### Task description
Reproduce the data below with each occurrence of "keypoint" changed to "landmark", leaving everything else unchanged.

[start]

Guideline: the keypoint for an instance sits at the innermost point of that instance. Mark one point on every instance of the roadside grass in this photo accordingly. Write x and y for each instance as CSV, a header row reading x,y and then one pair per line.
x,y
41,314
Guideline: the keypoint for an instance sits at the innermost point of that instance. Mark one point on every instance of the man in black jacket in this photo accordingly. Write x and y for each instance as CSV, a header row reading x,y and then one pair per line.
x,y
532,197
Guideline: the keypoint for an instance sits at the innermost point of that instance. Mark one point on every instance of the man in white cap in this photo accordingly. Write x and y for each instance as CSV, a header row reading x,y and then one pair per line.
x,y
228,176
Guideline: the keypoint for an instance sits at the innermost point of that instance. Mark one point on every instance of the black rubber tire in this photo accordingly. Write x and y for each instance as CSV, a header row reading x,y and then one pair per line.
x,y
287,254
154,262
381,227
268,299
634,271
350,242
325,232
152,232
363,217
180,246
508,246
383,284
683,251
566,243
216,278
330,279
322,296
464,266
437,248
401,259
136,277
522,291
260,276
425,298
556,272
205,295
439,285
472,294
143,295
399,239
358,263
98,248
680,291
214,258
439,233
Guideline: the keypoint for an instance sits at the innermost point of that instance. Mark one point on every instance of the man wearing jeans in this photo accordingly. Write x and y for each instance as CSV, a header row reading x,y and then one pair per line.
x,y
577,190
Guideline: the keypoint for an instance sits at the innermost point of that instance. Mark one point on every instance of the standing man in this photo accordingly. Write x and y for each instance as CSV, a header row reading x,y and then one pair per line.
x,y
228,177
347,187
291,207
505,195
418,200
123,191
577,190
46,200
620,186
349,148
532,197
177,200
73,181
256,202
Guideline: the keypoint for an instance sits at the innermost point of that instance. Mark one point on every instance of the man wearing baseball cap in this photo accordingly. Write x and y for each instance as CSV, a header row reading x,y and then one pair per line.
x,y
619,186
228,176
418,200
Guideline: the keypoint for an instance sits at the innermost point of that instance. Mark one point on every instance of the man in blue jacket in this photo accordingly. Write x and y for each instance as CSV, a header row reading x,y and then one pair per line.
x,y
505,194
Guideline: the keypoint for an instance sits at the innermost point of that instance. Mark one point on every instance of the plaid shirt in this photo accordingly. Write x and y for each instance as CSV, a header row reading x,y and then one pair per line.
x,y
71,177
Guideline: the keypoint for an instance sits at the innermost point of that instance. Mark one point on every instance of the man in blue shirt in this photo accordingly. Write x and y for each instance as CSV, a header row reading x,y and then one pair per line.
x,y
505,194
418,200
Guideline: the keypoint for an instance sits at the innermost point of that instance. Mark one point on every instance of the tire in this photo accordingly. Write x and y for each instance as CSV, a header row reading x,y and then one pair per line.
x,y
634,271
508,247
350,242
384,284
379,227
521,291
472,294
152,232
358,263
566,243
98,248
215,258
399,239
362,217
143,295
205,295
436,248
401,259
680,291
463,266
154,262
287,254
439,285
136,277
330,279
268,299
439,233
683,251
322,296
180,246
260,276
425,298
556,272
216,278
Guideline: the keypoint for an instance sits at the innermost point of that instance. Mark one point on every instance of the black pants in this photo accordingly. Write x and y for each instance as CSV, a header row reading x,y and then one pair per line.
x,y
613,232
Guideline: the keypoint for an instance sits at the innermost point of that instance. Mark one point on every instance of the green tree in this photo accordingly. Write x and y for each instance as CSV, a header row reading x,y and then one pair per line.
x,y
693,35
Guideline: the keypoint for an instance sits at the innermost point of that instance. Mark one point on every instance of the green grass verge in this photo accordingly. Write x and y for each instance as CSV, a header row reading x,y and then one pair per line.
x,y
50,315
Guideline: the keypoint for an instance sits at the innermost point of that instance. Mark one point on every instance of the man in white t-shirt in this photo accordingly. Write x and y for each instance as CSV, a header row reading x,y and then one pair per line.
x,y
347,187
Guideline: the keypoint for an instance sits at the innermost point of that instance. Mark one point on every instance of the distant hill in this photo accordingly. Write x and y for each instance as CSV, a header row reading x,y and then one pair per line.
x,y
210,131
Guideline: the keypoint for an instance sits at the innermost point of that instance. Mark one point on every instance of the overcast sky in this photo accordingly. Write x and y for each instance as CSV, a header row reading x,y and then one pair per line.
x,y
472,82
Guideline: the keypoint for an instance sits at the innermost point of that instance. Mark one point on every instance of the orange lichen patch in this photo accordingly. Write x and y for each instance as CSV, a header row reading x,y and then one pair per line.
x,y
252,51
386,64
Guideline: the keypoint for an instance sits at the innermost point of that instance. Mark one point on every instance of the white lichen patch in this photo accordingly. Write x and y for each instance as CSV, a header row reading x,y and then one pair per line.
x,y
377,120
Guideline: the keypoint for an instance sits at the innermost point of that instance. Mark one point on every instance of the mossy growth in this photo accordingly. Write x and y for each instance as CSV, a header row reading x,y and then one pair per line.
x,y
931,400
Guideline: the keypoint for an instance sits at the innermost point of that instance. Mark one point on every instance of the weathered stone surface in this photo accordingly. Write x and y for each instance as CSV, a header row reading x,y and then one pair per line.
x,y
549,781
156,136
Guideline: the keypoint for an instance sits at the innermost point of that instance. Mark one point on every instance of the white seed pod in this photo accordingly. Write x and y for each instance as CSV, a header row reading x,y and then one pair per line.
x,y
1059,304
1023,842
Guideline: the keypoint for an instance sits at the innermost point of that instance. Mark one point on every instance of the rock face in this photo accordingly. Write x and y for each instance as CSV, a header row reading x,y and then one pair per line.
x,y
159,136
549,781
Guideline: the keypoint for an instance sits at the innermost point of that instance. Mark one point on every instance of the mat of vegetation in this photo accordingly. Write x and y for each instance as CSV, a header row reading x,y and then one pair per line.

[end]

### Exercise response
Guideline: the landmark for an instance sits at the innermost point of that instance. Mark one point on every instance of the roadside grass in this photo accordingly. Write x and y for each instance as CSV, a header row reading x,y and then one pair per line.
x,y
41,314
Guideline: the landmark for an instance sits at the innermost point of that instance. Mark one point on every instance of the man in black jacket in this photo accordingly. Write x and y for each instance as CSV, a header row reading x,y and then one pair per line.
x,y
532,197
Guideline: the landmark for an instance sits at the innermost point of that instance. Mark one point on every instance of the man in white cap in this photo accordingly. Write x and y for each instance as CSV, a header row reading x,y and then one pair per line.
x,y
228,176
Guideline: the landmark for an instance sits at the innermost point of that instance. Mark one point on every instance of the black rubber tire in this photo accordingly. Write x and y for each instance as CSV, a header row reading x,y and then one pair per line.
x,y
287,254
154,262
381,227
268,299
634,271
350,242
325,232
152,232
363,217
180,246
508,246
383,284
683,251
566,243
216,278
330,279
322,296
464,266
437,248
401,259
136,277
522,291
260,276
425,298
556,272
205,295
439,285
472,294
143,295
399,239
358,263
98,248
680,291
214,258
439,233
Guideline: the landmark for an instance sits at the innermost point of that instance. Mark one point on every instance of the man wearing jeans in this photo accordingly. Write x and y for each instance as CSV, a header row reading x,y and then one pair per line.
x,y
577,190
Guideline: the landmark for an instance sits at the innermost point of that instance. Mark one point on every instance of the standing man in this photo accordingly. Write x and y for each instance as CSV, a header row reading x,y and then one pair per line.
x,y
228,177
347,187
291,207
505,195
418,200
123,191
577,190
46,200
620,186
349,148
532,197
177,200
73,181
256,202
Guideline: the landmark for an instance sits at the innermost point of that instance. Mark one point on every instance of the man wearing baseball cap in this photo accordingly. Write x and y for each instance as CSV, a header row reading x,y and then one pair per line.
x,y
619,186
228,176
418,200
Guideline: the landmark for an instance sits at the innermost point of that instance. Mark one point on every instance of the man in blue jacket in this photo accordingly. Write x and y for each instance as CSV, a header row reading x,y and then one pair per line.
x,y
505,194
Guideline: the landmark for an instance sits at the innermost point of that instance. Mark one point on every instance of the plaid shirt in this photo accordingly. Write x and y for each instance as CSV, a header row reading x,y and then one pair per line.
x,y
71,177
Guideline: the landmark for an instance sits at the innermost point of that instance. Mark one point on every instance of the man in blue shirt in this photo accordingly. Write x and y for each instance as CSV, a header row reading x,y and then one pair per line.
x,y
505,194
418,200
Guideline: the landmark for an instance sits at the innermost point of that instance. Mark one point on every instance of the tire in this photo accordingly. Write x and y for each instance as CSV, a header row reading x,y and then one pair per line.
x,y
634,271
508,247
350,242
384,284
379,227
521,291
472,294
152,232
358,263
566,243
98,248
215,258
399,239
362,217
143,295
205,295
436,248
401,259
680,291
463,266
154,262
287,254
439,285
136,277
330,279
268,299
439,233
683,251
322,296
180,246
260,276
425,298
556,272
216,278
Guideline: the landmark for an instance sits at the innermost point of that instance. Mark one point on every instance of the black pants in this photo accordingly. Write x and y for each instance as CSV, a header row reading x,y and then one pair per line.
x,y
613,232
Guideline: the landmark for an instance sits at the innermost point of that instance. Mark one point on every instance of the green tree in this photo accordingly. Write x and y for each instance as CSV, a header row reading x,y and then one pair per line.
x,y
693,35
Guideline: the landmark for an instance sits at the innermost point of that instance. Mark one point on every instance of the green grass verge in this photo accordingly. Write x and y for each instance as CSV, a header row reading x,y and then one pair per line.
x,y
50,315
Guideline: the landmark for an instance sits at the innermost point of that instance. Mark one point on every instance of the man in white t-shirt in this photo accordingly. Write x and y for each instance as CSV, a header row reading x,y and then one pair per line.
x,y
347,187
Guideline: the landmark for an instance sits at the innermost point of that instance. Mark one point on every instance of the distant hill in this photo accordingly. Write x and y for each instance as CSV, a header row reading x,y and then one pair per line.
x,y
210,131
Guideline: the landmark for an instance sits at the innermost point of that instance. Mark one point on every instance of the overcast sky in this photo accordingly. Write x and y for each instance as CSV, a header row reading x,y and then one pair per line.
x,y
472,82
Guideline: the landmark for an instance sits at the innermost point of that instance. Mark one point on every instance of the orange lichen patch in this photo accordingly. Write x and y for each instance as CSV, a header row reading x,y and then one pair per line.
x,y
252,51
386,64
Guideline: the landmark for an instance sits at the innermost point of that instance. Mark one point on every instance of the white lichen patch in this photo accordingly. Write x and y for each instance as CSV, a header row reading x,y and then one pair per line.
x,y
377,120
Guideline: the landmark for an instance sits at the innermost point of that instance. Mark one point on every instance of the mossy growth in this photo accordingly. Write x and y for each instance as CSV, a header row reading x,y and then one pair per line.
x,y
931,400
Guideline: the landmark for an instance sits at the innermost point of that instance. Mark one point on every instance of the weathered stone surface in this photo accordingly. Write x and y for each instance as CSV, a header row reading x,y and then one pair per line.
x,y
549,781
156,136
Guideline: the landmark for an instance sits at the innermost point of that instance. Mark one point on every instance of the white seed pod in this photo accordingly. Write x and y for each instance as CSV, a header row reading x,y and then one pair per line.
x,y
1059,304
1023,842
Guideline: the landmark for an instance sits at the innermost point of that instance. Mark one point on every instance of the rock face in this photo accordingly. Write x and y for each instance as CSV, a header row reading x,y and then one pair per line.
x,y
159,136
549,781
Guideline: the landmark for an instance sits at the innermost point of that instance. Mark one point on every instance of the mat of vegetation in this photo accordingly. Write x and y for each instance as CSV, a header row reading x,y and then one pair per line.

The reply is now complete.